→ DOCUMENT EXCERPT:
-------

What I want to offer is what I call more mindful eating, perhaps “informal” mindful eating as opposed to formal mindful eating. Especially during the stress and extra food of the holidays, that Halloween to New Year stretch when we are more likely to eat mindlessly than mindfully. Here are six simple guidelines to keep in mind to discern between mindless and (more) mindful eating, and bring our bodies and minds back together.

What is Mindful Eating?

Mindful eating, or conscious eating, is the practice of being fully attentive to your food, your feelings, your hunger, and your satiety cues. It’s about eating consciously, engaging all senses, and acknowledging responses, feelings, and physical cues like hunger or fullness.

Incorporating mindful eating habits into our daily routine isn’t just about eating slower or choosing healthy foods; it’s about nurturing a more intimate and conscious relationship with what we eat. By learning how to eat slower and more mindfully, we can not only enjoy our meals more but also become better attuned to our body’s needs, leading to improved well-being and satisfaction.

6 Ways to Practice Mindful Eating

Mindful eating helps in making healthier food choices and developing habits that benefit both physical and mental health. Here are six mindful eating tips to get started eating more mindfully:

1) Let your body catch up to your brain

Eating rapidly past full and ignoring your body’s signals vs. slowing down and stopping when your body says it’s full.

Slowing down is one of the best ways we can get our mind and body to communicate what we really need for nutrition. The body actually sends its satiation signal about 20 minutes after the brain, which is why we often unconsciously overeat. But, if we slow down, you can give your body a chance to catch up to your brain and hear the signals. Simple ways to slow down might include following many of your grandmother’s manners, like sitting down to eat, chewing each bite 25 times (or more), setting your fork down between bites, and all those old manners that are maybe not as pointless as they seemed.

-------

Answer these from the mindful eating excerpt:
(a) Which holiday stretch does it name as a time when we are more likely to eat mindlessly?
(b) What other name does it give for mindful eating?
(c) About how long after the brain does the body send its satiation signal?
The data after this point plays no role here.

→ SUPPLIED ENTRIES:

-------

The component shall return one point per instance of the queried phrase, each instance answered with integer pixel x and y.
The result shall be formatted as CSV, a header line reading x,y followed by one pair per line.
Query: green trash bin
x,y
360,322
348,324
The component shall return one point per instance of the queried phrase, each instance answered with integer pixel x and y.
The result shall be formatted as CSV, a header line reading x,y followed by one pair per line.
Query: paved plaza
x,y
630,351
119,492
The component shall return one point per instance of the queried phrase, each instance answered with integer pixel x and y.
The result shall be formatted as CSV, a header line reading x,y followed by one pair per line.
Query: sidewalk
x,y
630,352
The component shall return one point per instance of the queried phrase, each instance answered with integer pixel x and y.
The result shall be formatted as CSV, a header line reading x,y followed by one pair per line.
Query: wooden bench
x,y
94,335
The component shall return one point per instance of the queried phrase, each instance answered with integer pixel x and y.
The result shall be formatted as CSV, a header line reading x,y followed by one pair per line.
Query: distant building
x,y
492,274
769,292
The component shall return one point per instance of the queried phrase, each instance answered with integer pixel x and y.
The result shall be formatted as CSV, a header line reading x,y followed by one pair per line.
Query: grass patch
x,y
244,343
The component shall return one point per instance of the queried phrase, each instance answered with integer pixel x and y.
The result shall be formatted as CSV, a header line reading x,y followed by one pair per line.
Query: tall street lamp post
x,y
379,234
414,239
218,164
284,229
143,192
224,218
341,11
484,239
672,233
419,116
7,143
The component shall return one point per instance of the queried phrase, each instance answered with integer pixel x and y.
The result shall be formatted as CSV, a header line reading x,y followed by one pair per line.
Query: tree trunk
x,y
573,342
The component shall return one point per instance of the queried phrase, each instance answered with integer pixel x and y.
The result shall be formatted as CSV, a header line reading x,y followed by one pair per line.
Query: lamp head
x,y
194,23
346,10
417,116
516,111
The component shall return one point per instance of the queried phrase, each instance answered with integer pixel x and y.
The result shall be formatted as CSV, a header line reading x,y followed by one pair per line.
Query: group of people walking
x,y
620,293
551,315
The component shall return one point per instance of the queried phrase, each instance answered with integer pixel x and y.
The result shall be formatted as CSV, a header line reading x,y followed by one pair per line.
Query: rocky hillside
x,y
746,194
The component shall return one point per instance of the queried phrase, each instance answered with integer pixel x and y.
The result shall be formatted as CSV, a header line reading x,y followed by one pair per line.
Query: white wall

-------

→ SOLUTION FOR THIS EXERCISE:
(a) The Halloween to New Year stretch.
(b) Conscious eating.
(c) About 20 minutes.